===== Page =====

I’m not sure this is entirely unexpected, but it was certainly taken as a statement of intent that British Prime Minister Boris Johnson requested and received the green light from Queen Elizabeth II to suspend Parliament from 12 September to 14 October. He’s framed this five-week hiatus as setting the scene for a new parliamentary session, which will be formally reopened by the Queen, who will then speak to the nation and set out a new legislative agenda on aspects like law and order and National Health Service funding.

Considering Parliament returns from its current break on 3 September, this leaves an incredibly short period for those who oppose a no-deal Brexit (i.e., the Remainers) to make some big moves before Parliament is suspended on 12 September. GBP volatility could therefore be elevated through the period of 3 - 12 September given the prevailing uncertainty. Clearly, GBP will also be moved by headlines.

Ultimately, the Remainers have three options to pursue from 3 September:

  • Try and pass legislation through the House of Commons, which will involve extending Article 50 in the hope of a new deal with the European Union
  • Hold a no-confidence vote in the Johnson Government either in the 3 - 12 September window or after the EU summit (17 - 18 October)
  • Accelerate the Scottish legal challenge, with Scottish judges ordering Johnson to revoke A50 on the grounds that suspending Parliament is unlawful

A deal to be found? 25% (based on my gut instinct model)

If a legal challenge arises and amplifies the risk of extending Article 50, with increased discussion on the withdrawal agreement at the EU summit, one’d then imagine the GBP having a rally above 1.2300. We’ve already seen a softening in the language and a more constructive dialogue that played out in recent meetings between French President Emmanuel Macron, German Chancellor Angela Merkel, and Johnson — a contributing factor to GBPUSD rallying 1% last week. Still, the timeline is tight, and actually finding a solution that passes a fragmented Parliament is still the concern.

As we can see from the Commitment of Traders report (GBP futures non-commercial holdings), the market is still holding a decent short exposure.

===== Listed records =====

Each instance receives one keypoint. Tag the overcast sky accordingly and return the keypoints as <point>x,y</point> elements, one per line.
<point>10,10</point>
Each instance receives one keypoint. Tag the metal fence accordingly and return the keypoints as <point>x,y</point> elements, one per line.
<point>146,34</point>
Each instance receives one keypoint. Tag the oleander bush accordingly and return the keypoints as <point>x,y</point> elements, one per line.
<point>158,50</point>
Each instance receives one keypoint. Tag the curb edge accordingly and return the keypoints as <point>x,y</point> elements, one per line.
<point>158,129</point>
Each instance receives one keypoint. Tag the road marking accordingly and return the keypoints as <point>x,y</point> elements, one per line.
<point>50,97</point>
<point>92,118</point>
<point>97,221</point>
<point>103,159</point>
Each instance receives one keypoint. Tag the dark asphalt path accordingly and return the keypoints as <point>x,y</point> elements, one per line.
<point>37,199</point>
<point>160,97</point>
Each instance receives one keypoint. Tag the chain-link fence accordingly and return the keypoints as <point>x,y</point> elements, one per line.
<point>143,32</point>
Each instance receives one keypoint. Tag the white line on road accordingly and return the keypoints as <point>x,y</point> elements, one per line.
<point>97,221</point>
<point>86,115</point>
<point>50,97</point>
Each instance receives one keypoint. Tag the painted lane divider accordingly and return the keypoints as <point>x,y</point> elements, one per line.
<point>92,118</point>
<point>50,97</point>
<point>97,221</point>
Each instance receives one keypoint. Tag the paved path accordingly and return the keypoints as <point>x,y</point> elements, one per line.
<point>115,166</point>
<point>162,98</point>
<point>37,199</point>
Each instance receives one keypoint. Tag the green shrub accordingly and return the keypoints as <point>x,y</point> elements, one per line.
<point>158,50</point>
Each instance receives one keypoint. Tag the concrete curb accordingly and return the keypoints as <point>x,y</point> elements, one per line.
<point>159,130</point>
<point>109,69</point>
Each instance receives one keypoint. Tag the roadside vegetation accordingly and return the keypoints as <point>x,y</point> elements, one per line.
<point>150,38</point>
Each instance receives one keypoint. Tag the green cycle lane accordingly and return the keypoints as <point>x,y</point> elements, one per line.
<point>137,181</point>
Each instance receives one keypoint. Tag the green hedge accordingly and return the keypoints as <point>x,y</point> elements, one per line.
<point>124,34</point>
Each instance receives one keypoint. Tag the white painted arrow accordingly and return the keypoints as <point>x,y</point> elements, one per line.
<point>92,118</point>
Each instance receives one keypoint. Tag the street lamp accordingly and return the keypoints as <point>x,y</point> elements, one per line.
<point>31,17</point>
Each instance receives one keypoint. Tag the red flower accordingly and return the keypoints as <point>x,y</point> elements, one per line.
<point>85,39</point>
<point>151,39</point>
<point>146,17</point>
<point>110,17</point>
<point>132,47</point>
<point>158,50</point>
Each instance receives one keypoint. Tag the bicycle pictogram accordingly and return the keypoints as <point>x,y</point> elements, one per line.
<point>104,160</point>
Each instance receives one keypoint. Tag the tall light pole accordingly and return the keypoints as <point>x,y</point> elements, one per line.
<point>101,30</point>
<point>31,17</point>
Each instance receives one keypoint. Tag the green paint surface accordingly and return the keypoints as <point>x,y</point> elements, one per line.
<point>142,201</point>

=====

▸ What to do:
**A)** Reproduce the part of the Brexit commentary that begins at the words "If a legal challenge" and stops after the words "still the concern.".
**B)** According to the Brexit commentary, between which dates was Parliament to be suspended?
**C)** Say whether each statement agrees with the Brexit commentary, giving yes or no along with the deciding words of the text:
(i) GBPUSD rose 1% last week.
(ii) The Remainers have four options to pursue from 3 September.
(iii) The Commitment of Traders report shows the market still holding a decent long exposure.

▸ The answers:
**A)**
If a legal challenge arises and amplifies the risk of extending Article 50, with increased discussion on the withdrawal agreement at the EU summit, one’d then imagine the GBP having a rally above 1.2300. We’ve already seen a softening in the language and a more constructive dialogue that played out in recent meetings between French President Emmanuel Macron, German Chancellor Angela Merkel, and Johnson — a contributing factor to GBPUSD rallying 1% last week. Still, the timeline is tight, and actually finding a solution that passes a fragmented Parliament is still the concern.

**B)** From 12 September to 14 October.

**C)**
(i) Yes: "a contributing factor to GBPUSD rallying 1% last week"
(ii) No: "the Remainers have three options to pursue from 3 September"
(iii) No: "the market is still holding a decent short exposure"